Annotated photo localization data

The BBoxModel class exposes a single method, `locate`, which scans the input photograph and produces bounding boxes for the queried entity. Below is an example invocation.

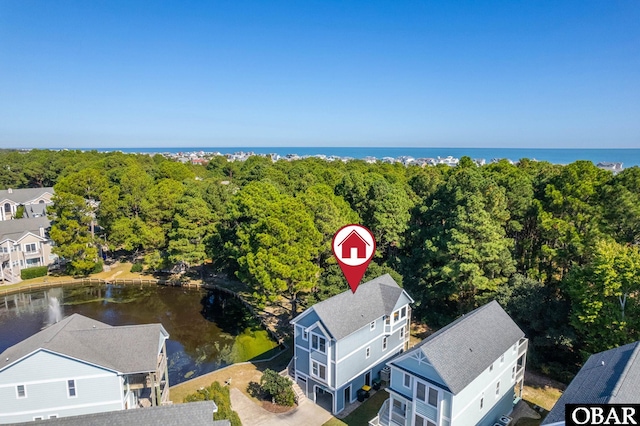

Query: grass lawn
[323,390,388,426]
[522,384,562,411]
[170,347,291,404]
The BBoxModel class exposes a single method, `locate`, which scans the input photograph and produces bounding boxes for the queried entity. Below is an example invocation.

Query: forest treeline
[2,148,640,381]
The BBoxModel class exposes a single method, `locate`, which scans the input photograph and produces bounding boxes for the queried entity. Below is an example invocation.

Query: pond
[0,284,280,385]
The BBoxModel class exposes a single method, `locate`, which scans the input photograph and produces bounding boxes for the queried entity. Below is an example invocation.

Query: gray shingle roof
[23,203,48,218]
[0,217,51,242]
[0,187,54,204]
[0,313,168,374]
[15,401,225,426]
[294,274,411,340]
[542,341,640,425]
[391,300,524,395]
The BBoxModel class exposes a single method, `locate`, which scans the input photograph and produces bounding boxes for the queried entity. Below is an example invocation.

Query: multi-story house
[290,274,414,415]
[370,300,527,426]
[0,313,170,423]
[0,187,54,221]
[0,217,56,284]
[542,341,640,426]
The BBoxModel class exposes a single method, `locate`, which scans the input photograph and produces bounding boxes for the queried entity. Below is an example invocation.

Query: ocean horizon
[69,147,640,167]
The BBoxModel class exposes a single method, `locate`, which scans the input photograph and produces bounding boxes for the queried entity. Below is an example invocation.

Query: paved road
[230,388,334,426]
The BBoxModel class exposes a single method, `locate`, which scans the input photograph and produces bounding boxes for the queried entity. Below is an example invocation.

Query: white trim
[311,360,328,382]
[311,333,327,354]
[403,372,411,389]
[0,372,116,389]
[0,400,123,417]
[340,341,405,386]
[67,379,77,398]
[336,333,388,363]
[0,348,122,375]
[16,384,27,399]
[451,359,519,421]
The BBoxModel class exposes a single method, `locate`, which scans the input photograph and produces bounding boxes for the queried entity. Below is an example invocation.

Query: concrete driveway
[230,388,334,426]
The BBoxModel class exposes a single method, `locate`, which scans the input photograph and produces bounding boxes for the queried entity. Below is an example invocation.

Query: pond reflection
[0,284,279,385]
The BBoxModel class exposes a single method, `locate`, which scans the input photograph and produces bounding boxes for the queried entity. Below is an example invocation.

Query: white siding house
[0,314,170,424]
[290,274,414,415]
[370,301,527,426]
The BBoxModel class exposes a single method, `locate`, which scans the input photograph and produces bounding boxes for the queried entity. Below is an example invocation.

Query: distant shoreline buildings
[164,150,625,173]
[2,148,626,173]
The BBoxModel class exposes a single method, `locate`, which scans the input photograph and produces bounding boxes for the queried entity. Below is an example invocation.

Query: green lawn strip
[323,390,389,426]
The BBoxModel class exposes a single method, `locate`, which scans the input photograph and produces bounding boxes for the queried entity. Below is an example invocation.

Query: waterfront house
[290,274,414,414]
[370,300,527,426]
[0,313,170,424]
[37,400,227,426]
[542,341,640,426]
[0,187,54,221]
[0,217,56,284]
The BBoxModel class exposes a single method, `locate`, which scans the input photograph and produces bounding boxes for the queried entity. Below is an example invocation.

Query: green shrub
[130,262,143,273]
[20,266,48,280]
[183,381,242,426]
[260,369,296,406]
[92,261,104,274]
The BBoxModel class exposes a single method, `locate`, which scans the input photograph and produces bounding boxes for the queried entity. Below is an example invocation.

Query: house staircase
[280,358,305,404]
[1,267,19,284]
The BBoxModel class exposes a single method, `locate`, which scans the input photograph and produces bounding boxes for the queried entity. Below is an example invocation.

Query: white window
[401,306,407,318]
[480,394,484,409]
[400,326,405,339]
[311,361,326,380]
[512,365,516,380]
[500,354,505,364]
[49,415,58,419]
[393,310,400,322]
[311,334,326,353]
[495,381,500,396]
[417,382,438,408]
[366,347,370,358]
[513,343,517,353]
[68,380,77,398]
[24,243,37,253]
[403,373,411,388]
[301,328,308,341]
[385,316,390,326]
[393,399,407,415]
[489,363,493,372]
[33,417,43,421]
[428,387,438,407]
[382,337,388,351]
[370,321,375,330]
[16,385,26,398]
[414,414,436,426]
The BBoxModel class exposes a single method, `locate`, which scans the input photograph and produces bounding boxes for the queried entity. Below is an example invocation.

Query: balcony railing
[518,338,528,357]
[369,398,390,426]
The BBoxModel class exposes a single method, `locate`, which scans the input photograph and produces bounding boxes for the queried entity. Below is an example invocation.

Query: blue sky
[0,1,638,149]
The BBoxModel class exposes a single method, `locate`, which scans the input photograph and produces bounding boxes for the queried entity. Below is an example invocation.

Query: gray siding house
[370,301,527,426]
[542,341,640,426]
[290,274,414,415]
[0,314,170,424]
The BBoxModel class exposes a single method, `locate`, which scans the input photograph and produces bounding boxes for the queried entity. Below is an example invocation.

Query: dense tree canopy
[3,148,640,380]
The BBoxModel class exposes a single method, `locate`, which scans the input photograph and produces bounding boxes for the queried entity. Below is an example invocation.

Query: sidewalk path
[230,388,333,426]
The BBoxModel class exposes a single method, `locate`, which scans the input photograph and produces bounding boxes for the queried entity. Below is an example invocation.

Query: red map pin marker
[332,224,376,293]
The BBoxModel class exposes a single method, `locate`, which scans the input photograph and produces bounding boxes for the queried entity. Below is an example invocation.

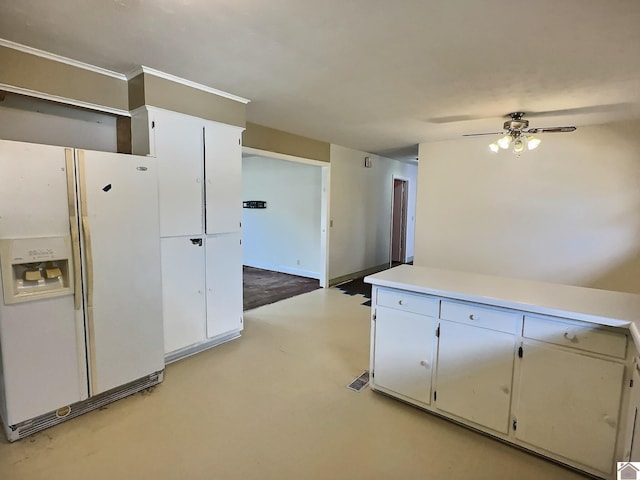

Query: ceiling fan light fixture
[497,135,512,149]
[512,136,525,155]
[527,136,541,150]
[489,142,499,153]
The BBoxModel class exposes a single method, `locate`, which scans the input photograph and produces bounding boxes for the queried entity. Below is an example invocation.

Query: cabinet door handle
[603,415,617,428]
[420,360,431,369]
[398,300,403,305]
[563,331,576,341]
[500,384,510,394]
[469,314,475,320]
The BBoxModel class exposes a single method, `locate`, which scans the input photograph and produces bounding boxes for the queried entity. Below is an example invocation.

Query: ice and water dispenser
[0,236,73,304]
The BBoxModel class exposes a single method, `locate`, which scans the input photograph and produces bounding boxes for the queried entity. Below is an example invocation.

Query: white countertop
[365,265,640,345]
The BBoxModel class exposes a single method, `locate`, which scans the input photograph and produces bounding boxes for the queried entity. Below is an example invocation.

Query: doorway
[390,178,409,266]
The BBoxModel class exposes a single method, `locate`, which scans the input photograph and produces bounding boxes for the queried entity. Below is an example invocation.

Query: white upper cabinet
[204,122,243,235]
[150,109,205,237]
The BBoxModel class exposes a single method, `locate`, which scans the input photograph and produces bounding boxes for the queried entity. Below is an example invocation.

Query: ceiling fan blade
[526,104,634,118]
[527,126,576,134]
[462,131,504,137]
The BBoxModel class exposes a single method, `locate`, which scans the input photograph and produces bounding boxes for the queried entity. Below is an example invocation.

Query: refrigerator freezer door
[76,150,163,395]
[0,140,71,238]
[0,296,87,424]
[0,140,87,424]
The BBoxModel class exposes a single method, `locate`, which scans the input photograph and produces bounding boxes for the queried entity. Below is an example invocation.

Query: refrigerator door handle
[65,149,82,311]
[78,151,98,393]
[81,215,94,310]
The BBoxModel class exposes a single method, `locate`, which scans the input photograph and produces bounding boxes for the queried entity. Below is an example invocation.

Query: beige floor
[0,288,588,480]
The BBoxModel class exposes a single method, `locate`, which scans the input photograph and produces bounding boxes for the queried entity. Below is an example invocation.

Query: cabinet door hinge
[512,419,517,431]
[436,324,440,338]
[631,378,634,388]
[518,345,523,358]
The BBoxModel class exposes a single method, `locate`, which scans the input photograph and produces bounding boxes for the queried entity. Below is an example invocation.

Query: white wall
[329,144,418,281]
[414,119,640,294]
[242,155,322,278]
[0,93,117,152]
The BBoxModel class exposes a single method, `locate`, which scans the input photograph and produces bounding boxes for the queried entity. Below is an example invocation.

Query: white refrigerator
[0,139,164,441]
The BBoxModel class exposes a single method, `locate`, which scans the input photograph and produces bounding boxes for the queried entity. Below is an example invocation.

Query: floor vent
[347,370,369,392]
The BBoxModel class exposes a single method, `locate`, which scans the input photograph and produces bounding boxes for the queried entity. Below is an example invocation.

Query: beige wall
[0,45,128,111]
[1,45,246,127]
[130,73,245,128]
[244,122,330,162]
[414,120,640,294]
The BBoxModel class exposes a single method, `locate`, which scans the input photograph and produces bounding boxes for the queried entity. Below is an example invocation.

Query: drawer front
[523,316,627,359]
[376,288,438,317]
[440,300,521,334]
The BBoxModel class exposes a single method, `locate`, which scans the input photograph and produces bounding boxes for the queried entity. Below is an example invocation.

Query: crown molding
[0,38,127,80]
[126,65,250,104]
[0,84,130,117]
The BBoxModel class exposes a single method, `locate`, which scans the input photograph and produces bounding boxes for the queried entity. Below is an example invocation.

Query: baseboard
[329,263,390,287]
[164,331,242,364]
[243,262,320,280]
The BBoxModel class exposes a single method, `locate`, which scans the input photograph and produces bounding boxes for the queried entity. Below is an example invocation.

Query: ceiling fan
[463,112,576,156]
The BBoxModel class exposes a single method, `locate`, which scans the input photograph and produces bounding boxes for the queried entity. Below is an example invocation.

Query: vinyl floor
[0,288,589,480]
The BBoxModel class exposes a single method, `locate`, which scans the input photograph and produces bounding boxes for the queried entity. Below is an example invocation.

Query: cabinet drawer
[440,301,521,334]
[376,288,438,317]
[523,316,627,359]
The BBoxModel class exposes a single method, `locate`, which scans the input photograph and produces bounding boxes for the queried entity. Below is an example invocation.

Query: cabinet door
[373,306,435,405]
[629,367,640,461]
[152,109,204,236]
[160,236,207,354]
[514,341,625,474]
[204,122,242,235]
[205,233,243,338]
[435,320,515,434]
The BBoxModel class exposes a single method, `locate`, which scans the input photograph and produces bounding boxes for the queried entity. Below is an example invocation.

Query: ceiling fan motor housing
[504,112,529,132]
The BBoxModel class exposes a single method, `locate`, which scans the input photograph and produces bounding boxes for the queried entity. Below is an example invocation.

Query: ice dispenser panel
[0,236,74,304]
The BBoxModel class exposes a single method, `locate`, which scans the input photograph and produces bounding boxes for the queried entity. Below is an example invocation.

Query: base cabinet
[514,341,625,473]
[369,284,634,479]
[372,306,435,405]
[435,320,516,434]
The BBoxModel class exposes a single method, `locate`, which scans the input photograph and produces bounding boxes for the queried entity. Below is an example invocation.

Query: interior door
[391,179,407,264]
[77,150,164,395]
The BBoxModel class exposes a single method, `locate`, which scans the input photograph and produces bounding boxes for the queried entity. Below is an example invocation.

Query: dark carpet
[243,266,321,311]
[335,277,372,306]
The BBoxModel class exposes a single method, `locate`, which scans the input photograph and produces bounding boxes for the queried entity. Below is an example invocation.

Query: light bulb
[497,135,512,149]
[489,143,499,153]
[527,137,541,150]
[513,137,525,155]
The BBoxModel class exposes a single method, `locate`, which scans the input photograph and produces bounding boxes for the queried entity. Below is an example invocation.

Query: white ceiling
[2,0,640,161]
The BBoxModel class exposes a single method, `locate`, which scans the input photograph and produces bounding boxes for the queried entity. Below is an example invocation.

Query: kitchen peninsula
[365,265,640,479]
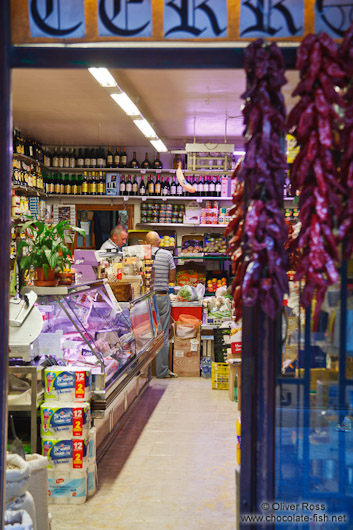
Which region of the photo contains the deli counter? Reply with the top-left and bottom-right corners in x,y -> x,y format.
17,280 -> 164,455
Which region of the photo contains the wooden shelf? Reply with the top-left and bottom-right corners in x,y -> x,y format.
13,152 -> 48,170
12,185 -> 47,198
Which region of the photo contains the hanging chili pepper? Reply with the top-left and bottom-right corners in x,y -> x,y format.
228,39 -> 289,320
288,31 -> 344,315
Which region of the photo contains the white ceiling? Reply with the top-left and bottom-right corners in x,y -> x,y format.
12,68 -> 299,150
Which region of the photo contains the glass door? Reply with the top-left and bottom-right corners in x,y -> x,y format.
276,257 -> 353,525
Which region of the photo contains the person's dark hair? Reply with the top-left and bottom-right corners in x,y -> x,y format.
110,225 -> 128,238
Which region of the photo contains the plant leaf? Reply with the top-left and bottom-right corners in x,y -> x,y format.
43,263 -> 49,279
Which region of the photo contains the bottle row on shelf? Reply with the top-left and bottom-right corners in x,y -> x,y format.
12,166 -> 232,199
121,173 -> 225,198
13,130 -> 164,170
12,157 -> 46,192
50,148 -> 164,170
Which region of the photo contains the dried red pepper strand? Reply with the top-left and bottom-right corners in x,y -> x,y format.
318,72 -> 345,106
306,130 -> 319,161
245,200 -> 264,238
320,222 -> 339,261
314,88 -> 330,117
321,56 -> 346,79
313,158 -> 328,195
313,188 -> 328,221
324,258 -> 339,284
347,161 -> 353,188
296,34 -> 316,69
296,102 -> 315,140
309,41 -> 323,79
287,95 -> 312,131
318,32 -> 339,60
317,114 -> 332,147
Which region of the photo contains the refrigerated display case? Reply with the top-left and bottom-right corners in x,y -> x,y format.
21,280 -> 164,452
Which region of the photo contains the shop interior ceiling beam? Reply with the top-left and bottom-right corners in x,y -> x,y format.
9,45 -> 298,70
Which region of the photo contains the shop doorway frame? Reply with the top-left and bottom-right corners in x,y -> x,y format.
1,1 -> 300,524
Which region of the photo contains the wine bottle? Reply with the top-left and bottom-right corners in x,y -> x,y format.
176,178 -> 183,197
69,148 -> 76,168
114,146 -> 120,168
72,174 -> 78,196
125,175 -> 132,196
120,147 -> 128,168
199,176 -> 204,197
162,176 -> 170,196
97,147 -> 105,168
193,175 -> 199,197
52,147 -> 59,168
141,152 -> 151,169
106,146 -> 113,168
170,175 -> 177,196
58,148 -> 64,168
216,176 -> 222,197
155,174 -> 161,196
152,153 -> 163,169
209,175 -> 216,196
78,174 -> 83,195
139,177 -> 146,196
92,172 -> 98,195
65,174 -> 71,195
64,148 -> 70,168
59,173 -> 65,194
82,171 -> 88,195
84,148 -> 91,168
77,148 -> 84,168
90,148 -> 97,168
203,176 -> 210,197
148,174 -> 155,196
129,151 -> 140,169
132,174 -> 138,196
120,175 -> 126,196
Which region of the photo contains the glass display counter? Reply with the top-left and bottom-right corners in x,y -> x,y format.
22,280 -> 164,419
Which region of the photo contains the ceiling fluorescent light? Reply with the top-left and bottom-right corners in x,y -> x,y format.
133,119 -> 157,139
150,139 -> 168,153
110,93 -> 140,116
234,150 -> 246,156
88,67 -> 117,87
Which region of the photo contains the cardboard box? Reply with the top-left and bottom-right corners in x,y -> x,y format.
184,202 -> 201,224
173,331 -> 200,376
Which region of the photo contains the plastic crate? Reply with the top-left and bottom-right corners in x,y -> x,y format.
212,362 -> 229,389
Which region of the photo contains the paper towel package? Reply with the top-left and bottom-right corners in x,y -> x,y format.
40,402 -> 90,439
42,437 -> 88,471
47,469 -> 88,505
44,367 -> 92,402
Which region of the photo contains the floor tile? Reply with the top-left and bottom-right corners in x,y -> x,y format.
50,378 -> 237,529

(How to complete this task):
Beginning at the line with "Which region of the photo contains the glass display" and ending at the last line of the entries, print every line exactly.

(Result of this task):
Which region of the photo contains the glass display counter? Reply with the top-left and bottom-right corners in x,y -> x,y format.
22,280 -> 164,419
Which region of the photo contains the ceiling fluorescent light? Reply with the top-left and bottom-right corners in x,y -> x,y format.
133,119 -> 157,139
150,139 -> 168,153
110,93 -> 140,116
234,150 -> 246,156
88,67 -> 117,87
Which region of the photo contains the cardboard box? Reply with the top-left and bottom-right corners in x,y -> x,y format.
184,202 -> 201,224
173,331 -> 200,376
Which region of the photo contains the plastic crate? Reply with the top-left and bottom-right corners in x,y -> x,y format.
212,362 -> 229,389
Which region of the photo contains the paper towel package? Reply with the top-left and bottom-right corners in x,y -> x,y format.
40,402 -> 90,439
42,437 -> 88,471
47,469 -> 88,505
44,367 -> 92,402
Which region of the photo contains the floor tile? Reply with the top-left and bottom-right corners in x,y -> x,y format.
50,378 -> 237,529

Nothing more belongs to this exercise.